Begin

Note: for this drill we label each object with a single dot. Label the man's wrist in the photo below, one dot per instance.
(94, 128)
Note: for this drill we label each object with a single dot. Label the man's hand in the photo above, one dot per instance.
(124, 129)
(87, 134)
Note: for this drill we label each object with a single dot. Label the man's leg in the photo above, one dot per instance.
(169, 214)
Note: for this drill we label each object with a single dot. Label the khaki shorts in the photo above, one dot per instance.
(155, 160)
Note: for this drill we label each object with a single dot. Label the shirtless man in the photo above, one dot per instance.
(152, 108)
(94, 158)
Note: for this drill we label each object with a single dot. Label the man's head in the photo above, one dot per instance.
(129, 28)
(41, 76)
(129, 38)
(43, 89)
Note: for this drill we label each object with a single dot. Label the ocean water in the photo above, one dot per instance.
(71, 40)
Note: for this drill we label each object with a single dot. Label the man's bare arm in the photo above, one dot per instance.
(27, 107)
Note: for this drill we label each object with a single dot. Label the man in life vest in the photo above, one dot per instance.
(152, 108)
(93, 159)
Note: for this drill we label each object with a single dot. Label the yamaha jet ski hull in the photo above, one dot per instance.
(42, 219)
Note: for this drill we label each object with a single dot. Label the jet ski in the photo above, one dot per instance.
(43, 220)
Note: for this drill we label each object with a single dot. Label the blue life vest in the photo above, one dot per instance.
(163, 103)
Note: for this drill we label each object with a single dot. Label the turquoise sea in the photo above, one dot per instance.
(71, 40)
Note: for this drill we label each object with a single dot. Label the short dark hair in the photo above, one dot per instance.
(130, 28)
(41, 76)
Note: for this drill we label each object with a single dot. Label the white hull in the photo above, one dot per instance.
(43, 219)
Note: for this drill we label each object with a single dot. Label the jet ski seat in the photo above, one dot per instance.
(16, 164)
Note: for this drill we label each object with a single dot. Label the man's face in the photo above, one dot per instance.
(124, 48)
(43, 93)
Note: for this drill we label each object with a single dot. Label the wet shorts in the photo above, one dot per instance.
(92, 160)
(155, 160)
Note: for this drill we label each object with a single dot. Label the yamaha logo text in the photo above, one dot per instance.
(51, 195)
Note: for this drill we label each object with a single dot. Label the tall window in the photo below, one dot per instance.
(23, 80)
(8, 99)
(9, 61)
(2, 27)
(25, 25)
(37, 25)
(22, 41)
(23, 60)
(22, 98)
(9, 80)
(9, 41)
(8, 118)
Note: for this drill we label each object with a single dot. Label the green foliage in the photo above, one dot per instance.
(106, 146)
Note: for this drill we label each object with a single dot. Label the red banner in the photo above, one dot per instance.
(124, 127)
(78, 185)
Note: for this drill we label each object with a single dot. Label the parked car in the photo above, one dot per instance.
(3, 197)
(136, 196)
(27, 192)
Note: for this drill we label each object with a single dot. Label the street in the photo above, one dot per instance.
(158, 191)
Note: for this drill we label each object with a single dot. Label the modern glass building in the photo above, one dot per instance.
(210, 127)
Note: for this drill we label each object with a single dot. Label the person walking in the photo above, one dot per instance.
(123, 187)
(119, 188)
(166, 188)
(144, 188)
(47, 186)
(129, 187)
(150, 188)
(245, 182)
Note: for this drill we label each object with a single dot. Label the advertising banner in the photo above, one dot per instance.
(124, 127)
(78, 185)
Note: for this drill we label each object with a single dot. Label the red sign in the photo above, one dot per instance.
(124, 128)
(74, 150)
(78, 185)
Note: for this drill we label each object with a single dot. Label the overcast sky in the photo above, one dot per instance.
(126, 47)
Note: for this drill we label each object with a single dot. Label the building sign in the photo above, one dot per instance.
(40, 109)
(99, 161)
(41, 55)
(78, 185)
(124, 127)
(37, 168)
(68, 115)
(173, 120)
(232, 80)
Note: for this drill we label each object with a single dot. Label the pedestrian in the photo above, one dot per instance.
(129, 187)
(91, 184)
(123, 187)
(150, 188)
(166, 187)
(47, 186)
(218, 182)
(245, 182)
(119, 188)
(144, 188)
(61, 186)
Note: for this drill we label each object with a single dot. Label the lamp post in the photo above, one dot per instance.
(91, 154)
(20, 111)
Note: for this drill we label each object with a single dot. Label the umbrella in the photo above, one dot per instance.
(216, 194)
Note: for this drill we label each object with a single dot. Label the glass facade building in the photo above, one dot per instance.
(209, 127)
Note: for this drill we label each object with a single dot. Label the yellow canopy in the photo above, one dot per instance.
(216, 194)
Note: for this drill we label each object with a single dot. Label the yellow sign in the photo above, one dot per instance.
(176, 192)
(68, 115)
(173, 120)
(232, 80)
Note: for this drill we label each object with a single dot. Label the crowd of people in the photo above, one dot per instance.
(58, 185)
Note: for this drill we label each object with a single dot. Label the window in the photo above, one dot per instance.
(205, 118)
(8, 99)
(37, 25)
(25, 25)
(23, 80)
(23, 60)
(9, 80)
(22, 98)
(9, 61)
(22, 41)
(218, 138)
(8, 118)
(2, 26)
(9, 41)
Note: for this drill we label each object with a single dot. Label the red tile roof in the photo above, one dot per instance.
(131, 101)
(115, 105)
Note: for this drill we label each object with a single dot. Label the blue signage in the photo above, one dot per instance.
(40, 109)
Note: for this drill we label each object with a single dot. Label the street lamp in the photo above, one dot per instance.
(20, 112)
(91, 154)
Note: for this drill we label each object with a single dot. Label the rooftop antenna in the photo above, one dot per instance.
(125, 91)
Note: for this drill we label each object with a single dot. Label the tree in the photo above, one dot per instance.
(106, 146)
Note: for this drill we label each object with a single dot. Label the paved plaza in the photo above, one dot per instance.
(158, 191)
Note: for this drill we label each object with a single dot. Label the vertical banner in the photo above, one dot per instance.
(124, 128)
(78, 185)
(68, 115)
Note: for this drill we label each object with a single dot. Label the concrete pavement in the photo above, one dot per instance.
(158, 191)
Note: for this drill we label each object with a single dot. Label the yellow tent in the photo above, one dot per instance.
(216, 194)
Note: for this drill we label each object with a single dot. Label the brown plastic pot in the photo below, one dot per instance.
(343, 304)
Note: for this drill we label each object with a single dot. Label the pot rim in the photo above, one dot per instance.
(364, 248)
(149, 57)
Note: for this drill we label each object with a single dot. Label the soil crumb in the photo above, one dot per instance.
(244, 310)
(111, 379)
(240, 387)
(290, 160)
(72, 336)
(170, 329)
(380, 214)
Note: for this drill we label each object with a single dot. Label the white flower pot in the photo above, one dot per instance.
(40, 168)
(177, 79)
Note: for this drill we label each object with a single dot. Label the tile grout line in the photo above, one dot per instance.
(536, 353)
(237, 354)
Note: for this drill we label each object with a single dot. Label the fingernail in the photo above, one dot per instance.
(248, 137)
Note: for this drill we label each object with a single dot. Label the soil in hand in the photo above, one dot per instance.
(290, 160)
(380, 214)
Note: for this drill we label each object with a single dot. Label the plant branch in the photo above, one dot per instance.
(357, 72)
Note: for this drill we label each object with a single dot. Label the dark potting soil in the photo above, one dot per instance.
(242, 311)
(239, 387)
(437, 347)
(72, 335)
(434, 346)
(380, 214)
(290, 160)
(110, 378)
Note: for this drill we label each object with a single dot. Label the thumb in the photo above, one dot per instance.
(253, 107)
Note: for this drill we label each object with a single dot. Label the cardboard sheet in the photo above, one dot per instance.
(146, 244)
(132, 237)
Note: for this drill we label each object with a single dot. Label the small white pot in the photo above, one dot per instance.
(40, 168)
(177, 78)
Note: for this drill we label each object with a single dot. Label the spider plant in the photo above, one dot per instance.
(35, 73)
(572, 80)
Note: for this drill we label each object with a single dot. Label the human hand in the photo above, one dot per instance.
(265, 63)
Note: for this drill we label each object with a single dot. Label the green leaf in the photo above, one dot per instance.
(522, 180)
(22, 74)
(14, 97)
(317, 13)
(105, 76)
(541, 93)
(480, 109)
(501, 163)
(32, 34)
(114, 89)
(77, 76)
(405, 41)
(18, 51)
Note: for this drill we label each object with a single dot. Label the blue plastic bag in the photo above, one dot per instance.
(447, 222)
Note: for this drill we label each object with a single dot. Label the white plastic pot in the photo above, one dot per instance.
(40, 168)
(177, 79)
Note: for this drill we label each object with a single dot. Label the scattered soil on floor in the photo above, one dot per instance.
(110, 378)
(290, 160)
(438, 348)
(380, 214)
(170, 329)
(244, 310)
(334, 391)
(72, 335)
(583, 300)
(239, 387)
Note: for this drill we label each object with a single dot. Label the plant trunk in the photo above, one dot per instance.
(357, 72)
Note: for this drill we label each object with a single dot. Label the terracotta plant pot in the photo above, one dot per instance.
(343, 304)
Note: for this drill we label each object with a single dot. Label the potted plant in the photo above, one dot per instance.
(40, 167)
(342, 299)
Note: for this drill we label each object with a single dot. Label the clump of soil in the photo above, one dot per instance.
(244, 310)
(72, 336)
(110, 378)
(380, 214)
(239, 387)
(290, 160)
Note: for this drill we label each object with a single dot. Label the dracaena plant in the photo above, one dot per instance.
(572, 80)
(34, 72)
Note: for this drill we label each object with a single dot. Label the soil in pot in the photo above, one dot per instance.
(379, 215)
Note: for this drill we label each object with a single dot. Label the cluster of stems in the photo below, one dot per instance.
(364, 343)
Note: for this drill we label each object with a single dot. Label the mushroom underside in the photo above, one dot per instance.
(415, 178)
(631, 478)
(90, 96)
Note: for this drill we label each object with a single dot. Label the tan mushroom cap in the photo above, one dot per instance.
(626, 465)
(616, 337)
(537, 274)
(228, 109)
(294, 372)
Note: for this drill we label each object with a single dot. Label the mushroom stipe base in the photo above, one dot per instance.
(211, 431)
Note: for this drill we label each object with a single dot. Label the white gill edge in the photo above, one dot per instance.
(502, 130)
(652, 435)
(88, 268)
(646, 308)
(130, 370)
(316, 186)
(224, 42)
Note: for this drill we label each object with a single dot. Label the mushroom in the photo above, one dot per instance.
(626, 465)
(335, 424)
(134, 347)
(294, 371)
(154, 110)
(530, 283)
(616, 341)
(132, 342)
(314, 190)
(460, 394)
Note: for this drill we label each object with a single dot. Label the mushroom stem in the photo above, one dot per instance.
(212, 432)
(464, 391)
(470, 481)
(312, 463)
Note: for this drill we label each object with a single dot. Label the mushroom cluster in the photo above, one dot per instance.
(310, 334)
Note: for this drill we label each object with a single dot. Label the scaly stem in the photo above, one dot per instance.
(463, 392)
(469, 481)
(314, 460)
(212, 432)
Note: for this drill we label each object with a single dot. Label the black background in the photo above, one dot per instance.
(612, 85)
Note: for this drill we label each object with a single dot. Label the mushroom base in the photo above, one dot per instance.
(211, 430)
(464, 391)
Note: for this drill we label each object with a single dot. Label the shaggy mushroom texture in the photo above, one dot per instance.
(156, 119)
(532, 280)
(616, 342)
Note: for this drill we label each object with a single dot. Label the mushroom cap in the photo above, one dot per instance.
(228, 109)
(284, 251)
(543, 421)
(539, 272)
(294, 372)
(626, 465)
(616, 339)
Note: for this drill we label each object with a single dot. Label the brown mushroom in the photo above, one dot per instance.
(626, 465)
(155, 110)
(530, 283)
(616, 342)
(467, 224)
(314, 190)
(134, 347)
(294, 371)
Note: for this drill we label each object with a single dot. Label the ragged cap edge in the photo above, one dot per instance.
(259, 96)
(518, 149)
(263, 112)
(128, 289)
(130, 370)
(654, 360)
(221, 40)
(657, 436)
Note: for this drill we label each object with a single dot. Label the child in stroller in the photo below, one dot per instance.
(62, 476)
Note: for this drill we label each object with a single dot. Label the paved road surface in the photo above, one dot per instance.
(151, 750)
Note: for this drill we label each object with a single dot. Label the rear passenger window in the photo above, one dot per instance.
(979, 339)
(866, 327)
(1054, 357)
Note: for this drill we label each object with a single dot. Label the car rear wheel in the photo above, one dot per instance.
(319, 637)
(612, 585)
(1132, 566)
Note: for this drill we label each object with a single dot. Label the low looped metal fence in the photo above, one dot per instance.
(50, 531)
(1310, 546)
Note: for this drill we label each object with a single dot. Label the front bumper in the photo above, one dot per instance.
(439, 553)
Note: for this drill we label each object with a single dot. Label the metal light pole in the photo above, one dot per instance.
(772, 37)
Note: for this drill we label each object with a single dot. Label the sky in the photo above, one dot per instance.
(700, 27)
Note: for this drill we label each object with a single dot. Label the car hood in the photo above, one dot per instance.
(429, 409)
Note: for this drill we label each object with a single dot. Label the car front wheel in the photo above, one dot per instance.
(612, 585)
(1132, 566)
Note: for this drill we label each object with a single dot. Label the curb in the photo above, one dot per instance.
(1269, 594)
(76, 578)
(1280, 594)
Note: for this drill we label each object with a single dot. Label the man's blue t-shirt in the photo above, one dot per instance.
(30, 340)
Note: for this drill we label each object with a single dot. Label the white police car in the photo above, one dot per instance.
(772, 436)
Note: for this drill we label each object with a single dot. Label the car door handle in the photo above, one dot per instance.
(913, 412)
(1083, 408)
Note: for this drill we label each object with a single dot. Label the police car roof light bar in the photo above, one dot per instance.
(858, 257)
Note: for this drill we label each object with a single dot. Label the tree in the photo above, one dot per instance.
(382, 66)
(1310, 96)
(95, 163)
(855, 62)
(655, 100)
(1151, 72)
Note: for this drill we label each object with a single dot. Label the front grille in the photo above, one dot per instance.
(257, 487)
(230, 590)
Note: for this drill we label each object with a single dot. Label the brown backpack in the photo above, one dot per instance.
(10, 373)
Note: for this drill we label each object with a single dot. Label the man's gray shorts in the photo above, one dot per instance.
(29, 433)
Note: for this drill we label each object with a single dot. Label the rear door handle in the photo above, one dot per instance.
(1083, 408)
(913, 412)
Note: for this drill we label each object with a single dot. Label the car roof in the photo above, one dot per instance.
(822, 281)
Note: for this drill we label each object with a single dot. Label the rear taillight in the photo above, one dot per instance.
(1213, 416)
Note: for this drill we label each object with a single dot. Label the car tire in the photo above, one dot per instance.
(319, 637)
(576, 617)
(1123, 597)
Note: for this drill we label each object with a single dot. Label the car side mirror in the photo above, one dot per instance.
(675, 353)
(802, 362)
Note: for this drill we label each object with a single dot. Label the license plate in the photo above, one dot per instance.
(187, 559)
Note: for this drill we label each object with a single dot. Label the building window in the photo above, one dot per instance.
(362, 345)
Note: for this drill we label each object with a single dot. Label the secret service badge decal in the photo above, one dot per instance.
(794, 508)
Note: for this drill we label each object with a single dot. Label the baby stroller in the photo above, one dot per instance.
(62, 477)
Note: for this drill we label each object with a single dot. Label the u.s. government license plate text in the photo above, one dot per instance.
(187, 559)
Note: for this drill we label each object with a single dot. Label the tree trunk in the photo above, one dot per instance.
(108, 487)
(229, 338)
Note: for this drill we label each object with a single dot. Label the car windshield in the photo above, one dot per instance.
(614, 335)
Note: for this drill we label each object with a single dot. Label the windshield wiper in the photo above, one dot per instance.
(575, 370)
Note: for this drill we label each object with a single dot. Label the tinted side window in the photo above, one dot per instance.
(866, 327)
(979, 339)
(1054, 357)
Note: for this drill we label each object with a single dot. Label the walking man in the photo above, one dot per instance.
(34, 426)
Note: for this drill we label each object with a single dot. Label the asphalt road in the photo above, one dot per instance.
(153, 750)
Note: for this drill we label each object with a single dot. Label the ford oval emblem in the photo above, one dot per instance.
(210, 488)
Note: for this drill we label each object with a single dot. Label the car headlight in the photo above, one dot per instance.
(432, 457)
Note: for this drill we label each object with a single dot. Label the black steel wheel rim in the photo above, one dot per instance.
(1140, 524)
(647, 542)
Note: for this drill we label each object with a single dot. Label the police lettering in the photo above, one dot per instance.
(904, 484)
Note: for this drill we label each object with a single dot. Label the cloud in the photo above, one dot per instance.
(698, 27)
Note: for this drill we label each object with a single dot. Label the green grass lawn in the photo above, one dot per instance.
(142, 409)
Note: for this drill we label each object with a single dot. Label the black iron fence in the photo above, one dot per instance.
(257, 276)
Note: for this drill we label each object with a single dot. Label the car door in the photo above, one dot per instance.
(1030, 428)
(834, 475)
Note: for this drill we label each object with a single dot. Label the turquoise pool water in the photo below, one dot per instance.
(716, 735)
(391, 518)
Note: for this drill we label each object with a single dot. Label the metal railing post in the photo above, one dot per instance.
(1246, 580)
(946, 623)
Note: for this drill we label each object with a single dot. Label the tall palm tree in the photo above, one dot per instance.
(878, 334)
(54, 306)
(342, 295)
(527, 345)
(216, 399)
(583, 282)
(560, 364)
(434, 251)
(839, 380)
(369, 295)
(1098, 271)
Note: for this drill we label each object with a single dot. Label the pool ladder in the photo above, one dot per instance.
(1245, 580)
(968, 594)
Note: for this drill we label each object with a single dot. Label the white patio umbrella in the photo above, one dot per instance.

End

EXERCISE TASK: Return, unchanged, each line from the line containing "car door in" through the last line of the material.

THE COMPLETED TASK:
Note: for this drill we label each object with a single dot. Label the car door in the photo above, one dot per instance.
(1030, 428)
(834, 475)
Note: for this drill we label each object with a single dot. Label the turquoise pool water in the photo below, one dot per instance.
(716, 735)
(391, 518)
Note: for this drill we label each object with a single dot. Label the metal railing post in the photo above, one dot per instance.
(1246, 580)
(946, 623)
Note: for this drill we label each object with a single dot. Label the tall palm tree in the photo above, one dot per instance.
(878, 334)
(54, 306)
(342, 295)
(527, 345)
(216, 399)
(583, 282)
(560, 364)
(434, 251)
(839, 380)
(369, 295)
(1098, 271)
Note: for this drill we label each object with a single dot. Label the pool ladder in the photo above, one dot per instance.
(1245, 580)
(968, 594)
Note: for this drill we label each object with a single dot. Label the white patio umbrella in the photo above, one dot per instance.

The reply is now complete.